Incisive Media is a B2B information and events business. It is based in London, United Kingdom.

History 
Incisive Media is a business-to-business (B2B) information and events company founded by Tim Weller, in 1994 with the launch of Investment Week.  It acquired Timothy Benn Publishing (owner of Post Magazine) in August 2000. It was listed on the main market of the London Stock Exchange in December 2000 which valued the business at c. £73m.  During the next six years the business completed a number of acquisitions including Matching Hat, Risk Waters, Initiative Europe (Unquote), Search Engine Strategies, Global Professional Media, Asian Venture Capital Journal and Pacific Prospect. However, as a public company it was difficult to take advantage of some of the larger consolidation opportunities that existed, so in December 2006 Tim Weller led a management buyout deal backed by Apax Partners that valued Incisive Media at £275 million.

*TASK GOAL*:
Continue the passage on the history of Incisive Media from the point at which it stops.

*ENTRIES SHOWN*:

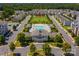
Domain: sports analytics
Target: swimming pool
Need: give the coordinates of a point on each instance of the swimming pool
(39, 28)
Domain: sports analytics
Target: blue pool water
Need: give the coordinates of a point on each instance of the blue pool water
(39, 28)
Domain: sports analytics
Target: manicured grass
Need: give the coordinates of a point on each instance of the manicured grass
(40, 20)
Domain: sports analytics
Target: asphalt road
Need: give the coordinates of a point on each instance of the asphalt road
(5, 48)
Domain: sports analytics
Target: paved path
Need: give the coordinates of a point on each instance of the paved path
(5, 48)
(68, 38)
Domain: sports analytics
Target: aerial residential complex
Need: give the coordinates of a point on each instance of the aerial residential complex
(39, 30)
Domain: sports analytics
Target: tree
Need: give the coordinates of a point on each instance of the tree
(58, 38)
(12, 46)
(47, 49)
(66, 47)
(14, 27)
(32, 48)
(21, 37)
(2, 39)
(77, 40)
(7, 11)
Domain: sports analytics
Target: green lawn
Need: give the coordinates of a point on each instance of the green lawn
(40, 20)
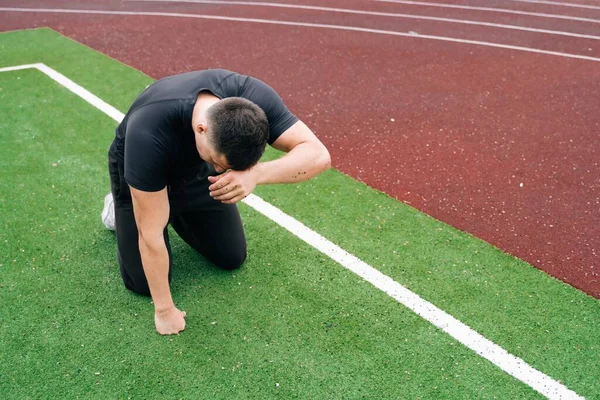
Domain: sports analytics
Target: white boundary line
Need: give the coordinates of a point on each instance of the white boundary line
(490, 9)
(512, 365)
(290, 23)
(375, 13)
(556, 3)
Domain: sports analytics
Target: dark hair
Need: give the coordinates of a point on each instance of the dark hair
(240, 131)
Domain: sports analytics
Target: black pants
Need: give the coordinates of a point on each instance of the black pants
(212, 228)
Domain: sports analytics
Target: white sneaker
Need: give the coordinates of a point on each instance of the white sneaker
(108, 213)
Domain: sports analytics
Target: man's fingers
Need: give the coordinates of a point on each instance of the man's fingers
(222, 181)
(235, 199)
(229, 195)
(225, 190)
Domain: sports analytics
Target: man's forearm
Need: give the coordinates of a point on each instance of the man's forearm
(155, 260)
(301, 163)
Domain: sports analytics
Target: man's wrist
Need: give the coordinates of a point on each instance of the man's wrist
(164, 307)
(256, 173)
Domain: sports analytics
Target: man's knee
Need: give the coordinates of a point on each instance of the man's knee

*EXPECTED ANSWER*:
Within a few months of going private, Incisive Media completed the acquisitions of MSM International and UK publishing business VNU Business Publications Ltd, formerly part of The Nielsen Company, from venture capital group 3i in 2007.  In August 2007 the company completed a $630m deal to acquire ALM, an American magazine publisher that was backed by Bruce Wasserstein, doubling the size of the group again and creating a company with an enterprise value of over $1bn.

However, following the collapse of Lehman Brothers and the downturn in the financial services market, Incisive Media's markets came under significant pressure and the debt levels were no longer sustainable.  In October 2009 Incisive Media announced the refinancing of the Group's debt.

In January 2016 Incisive sold the British magazine Legal Week to the US legal business publisher ALM.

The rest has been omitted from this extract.